Render each line of the material below as a Markdown table with the columns "No." and "Text", numbering the rows and leaving out blank lines.

↓

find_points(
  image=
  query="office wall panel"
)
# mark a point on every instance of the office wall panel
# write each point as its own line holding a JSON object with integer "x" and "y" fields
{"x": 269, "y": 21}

↑

ANSWER TO THIS PROBLEM
| No. | Text |
|---|---|
| 1 | find_points( |
| 2 |   image= |
| 3 |   query="office wall panel" |
| 4 | ) |
| 5 | # mark a point on every instance of the office wall panel |
| 6 | # write each point as its own line holding a JSON object with integer "x" and "y" fields |
| 7 | {"x": 269, "y": 21} |